Text block -

Studio album by Billy Crawford
- Released: April 12, 2004
- Recorded: 2003–2004
- Label: V2
- Producer: The Corner Boys; Cutfather & Joe; Roy "Royalty" Hamilton; Pete Ibsen; Kovas; Steve Robson; Stargate; Phillip Stewart;

Billy Crawford chronology
| Ride (2002) | Big City (2004) | It's Time (2007) |

Singles from Ride
- "Bright Lights" Released: 2004; "Steamy Nights" Released: 2005;

= Big City (Billy Crawford album) =

Big City is the third studio album by Filipino-American singer Billy Crawford. It was released by V2 Records on April 12, 2004. The album features production from The Corner Boys, Cutfather, Roy "Royalty" Hamilton, Steve Robson, Stargate and Kovas, whose vocals are featured on the tracks. Conceived as an "adult album", Crawford spent several months in Atlanta, New York and London whered he amassed more than sixty songs for Big City. Upon release, the album peaked at number 12 on the French Albums Chart.

Raw records -
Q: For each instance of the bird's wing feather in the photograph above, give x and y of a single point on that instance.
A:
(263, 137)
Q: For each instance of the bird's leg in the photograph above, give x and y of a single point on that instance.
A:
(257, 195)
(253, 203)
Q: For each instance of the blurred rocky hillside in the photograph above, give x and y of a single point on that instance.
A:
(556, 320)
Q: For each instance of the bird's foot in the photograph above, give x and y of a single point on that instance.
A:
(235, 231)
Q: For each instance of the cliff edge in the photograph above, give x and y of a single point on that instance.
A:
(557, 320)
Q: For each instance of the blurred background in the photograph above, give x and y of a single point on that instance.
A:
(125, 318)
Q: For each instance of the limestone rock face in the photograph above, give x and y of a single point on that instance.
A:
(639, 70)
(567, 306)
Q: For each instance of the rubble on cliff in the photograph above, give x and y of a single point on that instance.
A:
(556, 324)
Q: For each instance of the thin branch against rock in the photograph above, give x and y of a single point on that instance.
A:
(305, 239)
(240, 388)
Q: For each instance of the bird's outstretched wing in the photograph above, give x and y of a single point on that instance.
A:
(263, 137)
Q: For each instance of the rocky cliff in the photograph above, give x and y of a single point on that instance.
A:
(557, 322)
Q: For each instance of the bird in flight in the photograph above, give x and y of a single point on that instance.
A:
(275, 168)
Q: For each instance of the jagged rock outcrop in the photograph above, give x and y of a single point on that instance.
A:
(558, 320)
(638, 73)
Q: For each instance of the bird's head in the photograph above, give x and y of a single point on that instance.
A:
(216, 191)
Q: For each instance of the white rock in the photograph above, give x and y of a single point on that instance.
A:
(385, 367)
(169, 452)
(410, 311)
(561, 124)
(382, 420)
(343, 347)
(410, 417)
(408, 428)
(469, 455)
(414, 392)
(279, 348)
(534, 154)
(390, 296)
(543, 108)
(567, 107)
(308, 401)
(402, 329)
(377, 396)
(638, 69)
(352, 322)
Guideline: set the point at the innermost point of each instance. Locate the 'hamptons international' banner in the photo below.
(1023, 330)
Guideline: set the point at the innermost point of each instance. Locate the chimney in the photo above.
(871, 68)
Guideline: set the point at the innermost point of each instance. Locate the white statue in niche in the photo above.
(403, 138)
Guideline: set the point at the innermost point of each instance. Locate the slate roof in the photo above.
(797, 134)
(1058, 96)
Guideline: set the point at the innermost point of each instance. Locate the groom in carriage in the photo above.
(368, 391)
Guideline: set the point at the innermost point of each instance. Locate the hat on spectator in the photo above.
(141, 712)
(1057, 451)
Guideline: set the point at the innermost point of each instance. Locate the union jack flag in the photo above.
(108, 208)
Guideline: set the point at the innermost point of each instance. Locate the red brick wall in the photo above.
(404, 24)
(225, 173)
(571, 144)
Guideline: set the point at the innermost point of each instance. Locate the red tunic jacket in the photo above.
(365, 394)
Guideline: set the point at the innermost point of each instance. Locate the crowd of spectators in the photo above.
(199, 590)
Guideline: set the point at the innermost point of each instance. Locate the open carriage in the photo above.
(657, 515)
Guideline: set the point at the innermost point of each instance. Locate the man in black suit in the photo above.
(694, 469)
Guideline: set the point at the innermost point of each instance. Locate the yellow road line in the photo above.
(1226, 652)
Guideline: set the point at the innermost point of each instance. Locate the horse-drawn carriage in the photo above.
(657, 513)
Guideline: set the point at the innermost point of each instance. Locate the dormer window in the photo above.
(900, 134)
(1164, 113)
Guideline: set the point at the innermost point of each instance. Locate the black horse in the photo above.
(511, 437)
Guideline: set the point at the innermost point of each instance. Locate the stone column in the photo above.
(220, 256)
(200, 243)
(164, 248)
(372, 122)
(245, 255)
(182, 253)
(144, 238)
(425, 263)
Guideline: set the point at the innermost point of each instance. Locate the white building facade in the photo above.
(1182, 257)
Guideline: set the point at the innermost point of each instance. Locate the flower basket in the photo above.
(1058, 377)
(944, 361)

List of tasks -
1. Answer these questions using the Big City album text:
(a) Which record label released the album?
(b) Which album follows Big City in the chronology?
(c) On which chart did the album peak, and at what position?
2. Gather every line of the records that contains the string "cliff". Case counts.
The text and the records come from unrelated sources.

Solutions below -
1.
(a) V2 Records
(b) It's Time (2007)
(c) The French Albums Chart, at number 12

2.
Q: For each instance of the cliff edge in the photograph above, give x and y of a single point on that instance.
Q: For each instance of the rubble on cliff in the photograph above, give x and y of a single point on that instance.
Q: For each instance of the rocky cliff in the photograph above, give x and y of a single point on that instance.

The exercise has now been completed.